AIM OF THE EXERCISE
Render every line below as a JSON list of strings, one string per line, omitting blank lines.

(Records from a data collection)
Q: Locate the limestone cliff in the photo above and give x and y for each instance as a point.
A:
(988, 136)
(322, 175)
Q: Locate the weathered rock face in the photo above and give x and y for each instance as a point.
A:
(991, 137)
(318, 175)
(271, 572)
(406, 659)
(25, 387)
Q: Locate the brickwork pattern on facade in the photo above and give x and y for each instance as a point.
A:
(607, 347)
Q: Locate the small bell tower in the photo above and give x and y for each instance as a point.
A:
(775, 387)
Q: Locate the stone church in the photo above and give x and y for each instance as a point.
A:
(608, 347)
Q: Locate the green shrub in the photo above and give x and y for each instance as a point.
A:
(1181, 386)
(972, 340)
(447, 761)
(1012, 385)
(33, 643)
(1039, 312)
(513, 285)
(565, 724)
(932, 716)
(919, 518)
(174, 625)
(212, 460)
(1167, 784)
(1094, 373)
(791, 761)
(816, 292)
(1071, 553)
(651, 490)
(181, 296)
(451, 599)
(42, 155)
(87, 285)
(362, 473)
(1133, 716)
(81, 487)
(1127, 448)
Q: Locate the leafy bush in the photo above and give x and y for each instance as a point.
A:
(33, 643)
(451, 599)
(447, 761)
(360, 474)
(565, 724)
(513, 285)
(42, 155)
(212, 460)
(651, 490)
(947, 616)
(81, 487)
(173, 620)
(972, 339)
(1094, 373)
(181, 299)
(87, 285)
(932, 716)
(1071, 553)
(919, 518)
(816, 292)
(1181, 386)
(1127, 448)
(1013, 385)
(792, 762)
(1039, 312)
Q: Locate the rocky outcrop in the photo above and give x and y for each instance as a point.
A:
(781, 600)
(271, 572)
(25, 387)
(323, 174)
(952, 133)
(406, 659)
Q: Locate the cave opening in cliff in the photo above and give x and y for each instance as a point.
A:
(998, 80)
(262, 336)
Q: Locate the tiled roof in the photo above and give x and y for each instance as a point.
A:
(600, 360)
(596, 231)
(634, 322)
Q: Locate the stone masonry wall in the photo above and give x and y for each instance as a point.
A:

COMPLETED EXERCISE
[
  "Q: Locate the limestone cliff in the photo above and give x and y for each instance as a point.",
  "A:",
  "(988, 136)",
  "(322, 175)",
  "Q: Locate the weathered rock face in the photo above and give x and y for each instance as a point.",
  "A:",
  "(991, 137)",
  "(318, 175)",
  "(271, 572)",
  "(406, 659)",
  "(25, 387)",
  "Q: Locate the brickwork pattern on facade in the photo above and give x and y for each instance as a point.",
  "A:",
  "(607, 347)",
  "Q: Locate the small bell tower in the photo above and give x and y for each instance as a point.",
  "A:",
  "(775, 387)",
  "Q: Locate the stone church in the photo above and give x and y for each instance as a point.",
  "A:",
  "(608, 347)",
  "Q: Locate the green shrub in the photo above and give x and y for each instance as a point.",
  "A:",
  "(1181, 386)",
  "(972, 340)",
  "(447, 761)",
  "(1012, 385)",
  "(33, 643)",
  "(1039, 312)",
  "(513, 285)",
  "(565, 724)",
  "(932, 716)",
  "(919, 518)",
  "(174, 625)",
  "(212, 460)",
  "(1167, 784)",
  "(1094, 373)",
  "(791, 761)",
  "(816, 292)",
  "(1071, 553)",
  "(651, 490)",
  "(181, 296)",
  "(451, 599)",
  "(42, 155)",
  "(87, 285)",
  "(362, 473)",
  "(1133, 716)",
  "(81, 487)",
  "(1127, 448)",
  "Q: Locate the leafy bush in the photo above and give x and y for each instance as a point.",
  "A:",
  "(33, 643)",
  "(451, 599)",
  "(447, 761)",
  "(360, 474)",
  "(565, 724)",
  "(513, 285)",
  "(42, 155)",
  "(212, 460)",
  "(651, 490)",
  "(947, 616)",
  "(81, 487)",
  "(173, 620)",
  "(972, 339)",
  "(1094, 373)",
  "(181, 299)",
  "(87, 285)",
  "(932, 716)",
  "(1071, 553)",
  "(919, 518)",
  "(816, 292)",
  "(1181, 386)",
  "(1127, 448)",
  "(1013, 385)",
  "(792, 762)",
  "(1039, 312)",
  "Q: Locate the rocky outcrop in the photo above and give x and y for each instance as a point.",
  "A:",
  "(781, 600)",
  "(271, 572)",
  "(25, 387)",
  "(323, 174)",
  "(952, 133)",
  "(406, 659)",
  "Q: Locate the cave opening in cliff in the photo above and give x and y for each instance as a point.",
  "A:",
  "(998, 80)",
  "(262, 336)",
  "Q: Locate the tiled roof in the photo above and give x and y for each instance as a point.",
  "A:",
  "(600, 360)",
  "(596, 231)",
  "(634, 322)",
  "Q: Locate the stone masonry wall in the photo above and give x and y for each instance as a point.",
  "A:"
]